A retired Tacoma Public Schools teacher who taught at Raymond Hall for years told the council the facility has declined and urged hiring former military personnel, prioritizing education and reinstating 23-and-1 separation to improve safety and behavior.

A retired teacher with decades of experience working with court-involved youth told the Pierce County Council on July 29 that Raymond Hall Detention Center has experienced a decline in structure and safety and urged the county to restore discipline and educational focus.

Darryl Hamlin, who said he retired from Tacoma Public Schools after 38 years teaching court-connected students and who taught at Raymond Hall for more than two decades, spoke during community forum. He recounted witnessing an “erosion of structure, discipline, and accountability” in the last five years of his career at Raymond Hall and said he was injured four times during that period as a result of assaults on staff and students.

"When I started teaching at Raymond Hall Detention Center, most of the detention staff were retired military," Hamlin said. "Given their experiences, they knew how to cultivate structure, discipline, and respect." He suggested the county place greater emphasis on hiring former military personnel, prioritize education so students learn to read and write, and reincorporate the practice he called “23 and 1” — removing a student from a dangerous environment for 23 hours and allowing one hour out for counseling and behavior modification — which he said is “not solitary confinement” but a behavior-management tool.
:::::
STATED GOAL 1: Return the Raymond Hall article word for word, starting with "Darryl Hamlin, who" and going on through "staff and students.".
STATED GOAL 2: Carry the article on the Raymond Hall testimony forward from its final sentence.
:::::
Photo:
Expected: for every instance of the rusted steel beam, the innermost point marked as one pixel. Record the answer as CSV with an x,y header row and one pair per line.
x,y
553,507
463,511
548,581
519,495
:::::
TASK RESPONSE 1:
Darryl Hamlin, who said he retired from Tacoma Public Schools after 38 years teaching court-connected students and who taught at Raymond Hall for more than two decades, spoke during community forum. He recounted witnessing an “erosion of structure, discipline, and accountability” in the last five years of his career at Raymond Hall and said he was injured four times during that period as a result of assaults on staff and students.

TASK RESPONSE 2:
Hamlin described his willingness to re-engage with the county, offering his time and experience to help “make Raymond Hall what it was at one time, a facility that made a difference.” He framed his comments as personal observations and suggestions; the council did not take action during the meeting and no staff response or follow-up directive was recorded on the public record during the session.

Why it matters: Testimony from a long-time educator underscores concerns about conditions at a county juvenile facility. Hamlin’s comments are a public call for staffing and program changes; any operational changes would be subject to county administrative processes, collective bargaining rules for staff, and applicable juvenile detention standards.